▶ _STATED EXERCISE_
Can you convert the rows, from the line containing "If you could tag each instance of the person's" through the end of the rows, into a Markdown table with the columns Row and Line, with each row numbered and blank lines omitted? Leave the pictures out.

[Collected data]
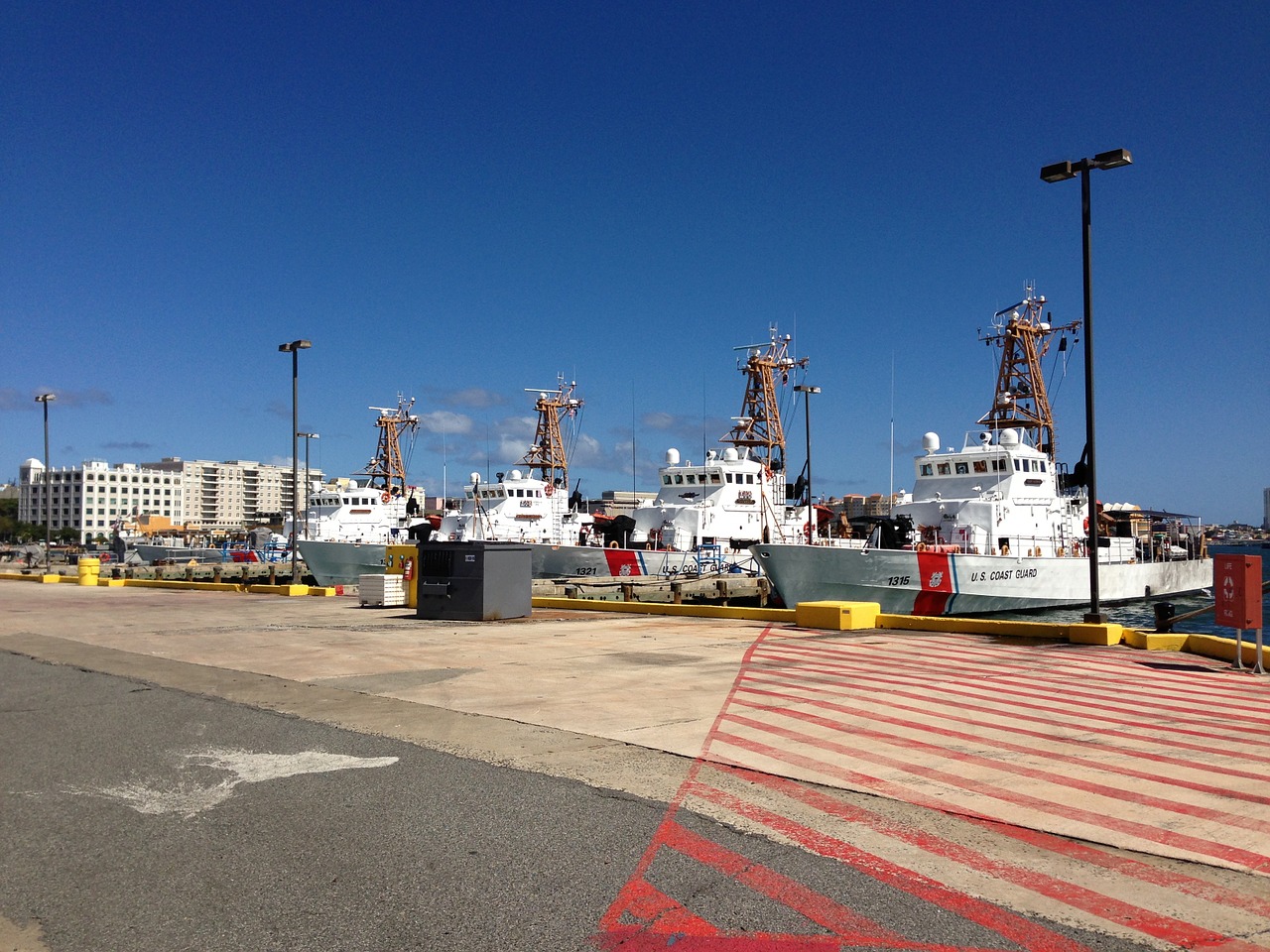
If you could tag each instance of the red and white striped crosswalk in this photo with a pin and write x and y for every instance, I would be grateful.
(1038, 770)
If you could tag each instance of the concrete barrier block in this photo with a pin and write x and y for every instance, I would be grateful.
(837, 616)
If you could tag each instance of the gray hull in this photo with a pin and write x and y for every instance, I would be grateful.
(341, 562)
(592, 561)
(939, 583)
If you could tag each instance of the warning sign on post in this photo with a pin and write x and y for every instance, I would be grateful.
(1237, 585)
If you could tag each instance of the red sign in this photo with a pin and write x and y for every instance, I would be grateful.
(1237, 585)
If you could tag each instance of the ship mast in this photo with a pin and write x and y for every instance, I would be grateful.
(758, 428)
(1020, 399)
(549, 454)
(386, 470)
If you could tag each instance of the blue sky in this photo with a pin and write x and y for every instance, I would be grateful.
(460, 200)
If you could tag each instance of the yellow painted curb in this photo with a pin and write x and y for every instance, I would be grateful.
(1083, 634)
(1156, 642)
(278, 589)
(590, 604)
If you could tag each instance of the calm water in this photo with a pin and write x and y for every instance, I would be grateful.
(1142, 615)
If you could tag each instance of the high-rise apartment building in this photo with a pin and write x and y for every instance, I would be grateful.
(198, 494)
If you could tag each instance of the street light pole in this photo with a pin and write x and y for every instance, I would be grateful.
(1061, 172)
(807, 416)
(307, 436)
(49, 480)
(294, 348)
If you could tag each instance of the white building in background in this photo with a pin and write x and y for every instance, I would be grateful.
(94, 497)
(197, 494)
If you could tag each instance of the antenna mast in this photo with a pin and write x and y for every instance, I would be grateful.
(386, 470)
(758, 428)
(548, 453)
(1020, 399)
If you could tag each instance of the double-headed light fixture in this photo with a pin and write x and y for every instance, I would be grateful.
(294, 348)
(1061, 172)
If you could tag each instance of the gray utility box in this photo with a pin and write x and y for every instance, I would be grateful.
(474, 581)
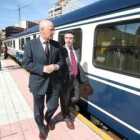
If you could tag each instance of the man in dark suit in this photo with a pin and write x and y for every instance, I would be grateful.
(42, 59)
(72, 75)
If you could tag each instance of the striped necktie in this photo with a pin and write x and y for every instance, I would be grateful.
(47, 51)
(73, 63)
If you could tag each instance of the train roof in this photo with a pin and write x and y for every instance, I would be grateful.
(95, 9)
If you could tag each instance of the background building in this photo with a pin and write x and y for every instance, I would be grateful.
(62, 7)
(26, 24)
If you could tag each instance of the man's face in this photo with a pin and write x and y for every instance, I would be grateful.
(48, 32)
(69, 39)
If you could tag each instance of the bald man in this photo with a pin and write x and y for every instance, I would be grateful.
(42, 59)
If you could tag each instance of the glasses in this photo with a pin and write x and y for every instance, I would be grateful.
(51, 29)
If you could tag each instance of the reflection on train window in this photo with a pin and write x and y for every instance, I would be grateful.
(78, 36)
(34, 36)
(118, 47)
(28, 38)
(14, 43)
(22, 44)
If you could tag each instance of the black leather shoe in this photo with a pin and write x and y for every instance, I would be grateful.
(70, 125)
(75, 99)
(51, 126)
(43, 136)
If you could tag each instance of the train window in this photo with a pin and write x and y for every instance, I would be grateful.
(118, 47)
(22, 44)
(28, 38)
(34, 36)
(14, 43)
(78, 36)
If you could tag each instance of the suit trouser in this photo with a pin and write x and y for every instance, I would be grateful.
(52, 96)
(66, 93)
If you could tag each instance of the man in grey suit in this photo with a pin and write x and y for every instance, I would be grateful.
(72, 75)
(42, 59)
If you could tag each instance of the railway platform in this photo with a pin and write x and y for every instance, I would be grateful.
(16, 111)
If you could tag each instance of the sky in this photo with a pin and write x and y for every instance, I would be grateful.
(37, 10)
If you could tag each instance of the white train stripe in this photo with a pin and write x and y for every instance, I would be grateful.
(112, 116)
(114, 85)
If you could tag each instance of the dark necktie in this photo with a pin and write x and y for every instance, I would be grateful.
(47, 51)
(73, 63)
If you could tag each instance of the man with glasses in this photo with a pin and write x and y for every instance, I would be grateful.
(42, 59)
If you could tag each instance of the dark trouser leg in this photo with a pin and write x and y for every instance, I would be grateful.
(38, 111)
(65, 103)
(76, 94)
(0, 64)
(52, 102)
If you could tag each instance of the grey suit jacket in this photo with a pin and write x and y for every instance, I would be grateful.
(34, 59)
(65, 74)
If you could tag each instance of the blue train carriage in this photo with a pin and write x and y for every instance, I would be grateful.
(16, 43)
(108, 33)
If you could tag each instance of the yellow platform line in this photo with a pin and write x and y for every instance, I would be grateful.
(91, 125)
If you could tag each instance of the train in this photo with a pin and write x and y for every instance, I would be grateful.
(108, 34)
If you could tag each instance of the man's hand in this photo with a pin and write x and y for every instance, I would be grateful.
(49, 68)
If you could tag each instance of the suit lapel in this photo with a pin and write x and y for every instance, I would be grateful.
(67, 57)
(52, 50)
(77, 54)
(41, 50)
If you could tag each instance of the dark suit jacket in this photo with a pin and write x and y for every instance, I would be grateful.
(34, 59)
(65, 74)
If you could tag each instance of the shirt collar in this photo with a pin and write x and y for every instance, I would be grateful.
(42, 40)
(68, 48)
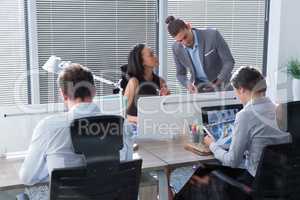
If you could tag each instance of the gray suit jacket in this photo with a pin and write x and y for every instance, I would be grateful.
(215, 56)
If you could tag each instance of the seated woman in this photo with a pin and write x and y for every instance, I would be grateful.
(255, 127)
(143, 82)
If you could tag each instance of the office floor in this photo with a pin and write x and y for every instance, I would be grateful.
(9, 194)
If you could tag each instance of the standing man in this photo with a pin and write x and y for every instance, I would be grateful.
(202, 52)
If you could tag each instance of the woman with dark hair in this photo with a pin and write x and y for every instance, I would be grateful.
(143, 81)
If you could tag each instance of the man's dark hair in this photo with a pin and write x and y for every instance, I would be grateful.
(135, 66)
(250, 79)
(175, 25)
(76, 81)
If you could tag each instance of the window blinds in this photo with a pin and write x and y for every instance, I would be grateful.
(13, 66)
(95, 33)
(241, 22)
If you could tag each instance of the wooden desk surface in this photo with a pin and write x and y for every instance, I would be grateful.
(9, 169)
(172, 151)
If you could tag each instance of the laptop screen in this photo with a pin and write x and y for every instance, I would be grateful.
(219, 121)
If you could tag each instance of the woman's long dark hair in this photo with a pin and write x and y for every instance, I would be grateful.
(135, 66)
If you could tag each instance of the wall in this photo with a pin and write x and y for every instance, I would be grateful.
(284, 43)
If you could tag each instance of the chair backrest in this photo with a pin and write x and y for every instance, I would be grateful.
(278, 173)
(119, 182)
(98, 138)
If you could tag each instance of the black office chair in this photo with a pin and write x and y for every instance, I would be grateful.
(277, 176)
(104, 176)
(288, 118)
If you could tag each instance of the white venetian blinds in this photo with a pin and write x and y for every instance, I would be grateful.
(96, 33)
(241, 22)
(13, 66)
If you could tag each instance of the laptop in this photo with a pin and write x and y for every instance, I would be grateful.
(218, 122)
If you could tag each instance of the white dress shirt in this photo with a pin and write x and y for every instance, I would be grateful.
(255, 127)
(51, 146)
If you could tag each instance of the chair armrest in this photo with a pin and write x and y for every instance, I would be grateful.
(22, 196)
(232, 182)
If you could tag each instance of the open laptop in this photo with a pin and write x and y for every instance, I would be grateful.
(218, 122)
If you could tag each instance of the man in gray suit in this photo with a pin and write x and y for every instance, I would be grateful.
(202, 52)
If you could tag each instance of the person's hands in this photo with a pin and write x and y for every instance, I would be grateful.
(208, 88)
(200, 180)
(164, 91)
(217, 83)
(208, 140)
(192, 88)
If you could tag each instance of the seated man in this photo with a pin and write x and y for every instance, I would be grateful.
(255, 127)
(51, 146)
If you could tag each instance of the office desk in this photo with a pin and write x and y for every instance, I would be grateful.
(173, 154)
(9, 178)
(157, 156)
(9, 169)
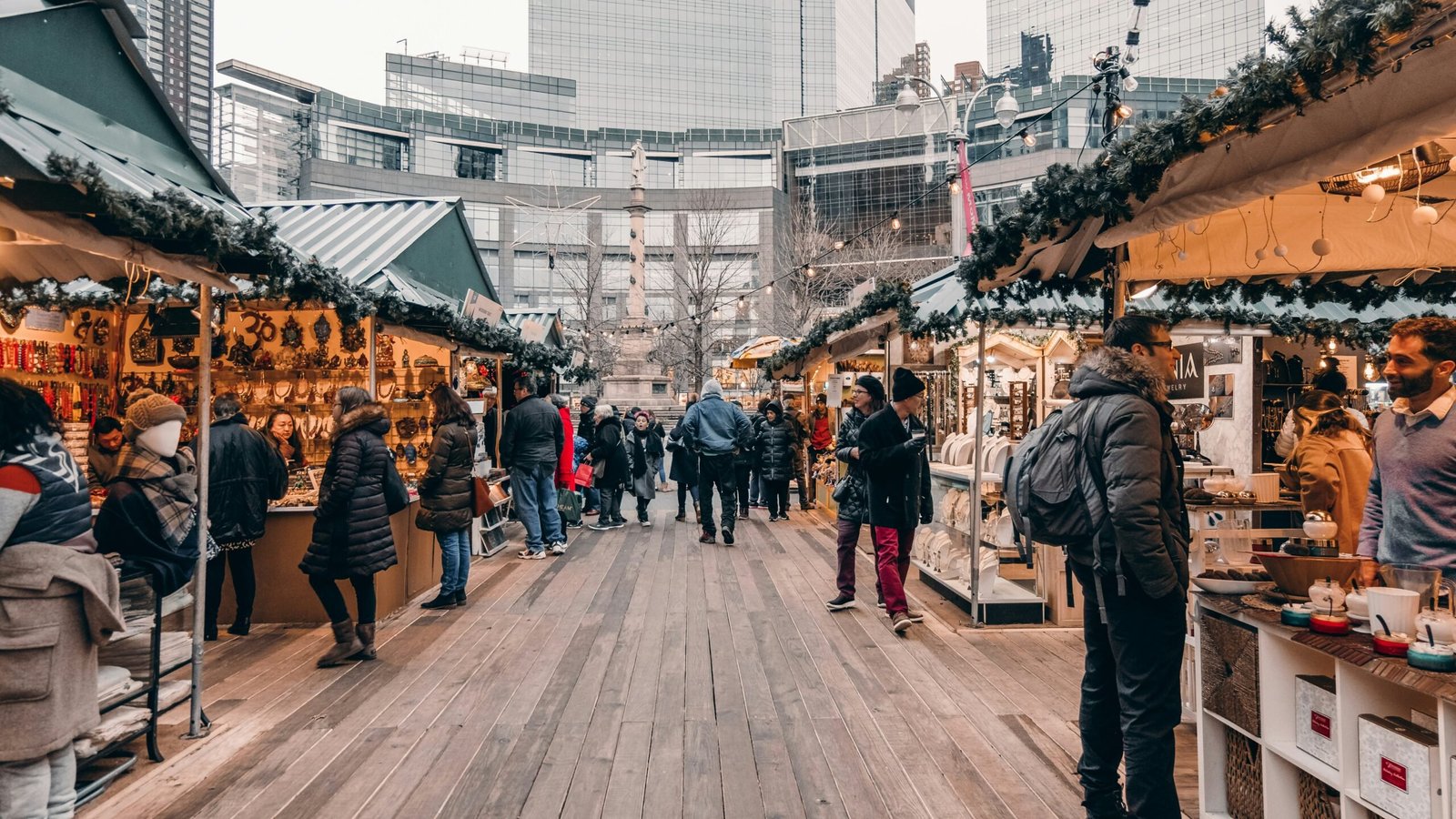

▶ _RESPONSE BELOW_
| Row | Line |
|---|---|
| 1 | If you could tag each instance of the person's hands in this photo with a pin and write x and y for every instance, I would be grateful. |
| 2 | (208, 88) |
| 3 | (200, 180) |
| 4 | (164, 91) |
| 5 | (217, 83) |
| 6 | (208, 140) |
| 7 | (192, 88) |
| 8 | If you could tag each instance of the seated man in this photo with a pin and write x and y for every instance, I would be grateful. |
| 9 | (255, 127) |
| 10 | (51, 146) |
| 11 | If you could tag each instance of the office desk in this photo with a pin and write x and y for every instance, I would be grateful. |
| 12 | (173, 154) |
| 13 | (9, 178) |
| 14 | (157, 156) |
| 15 | (9, 169) |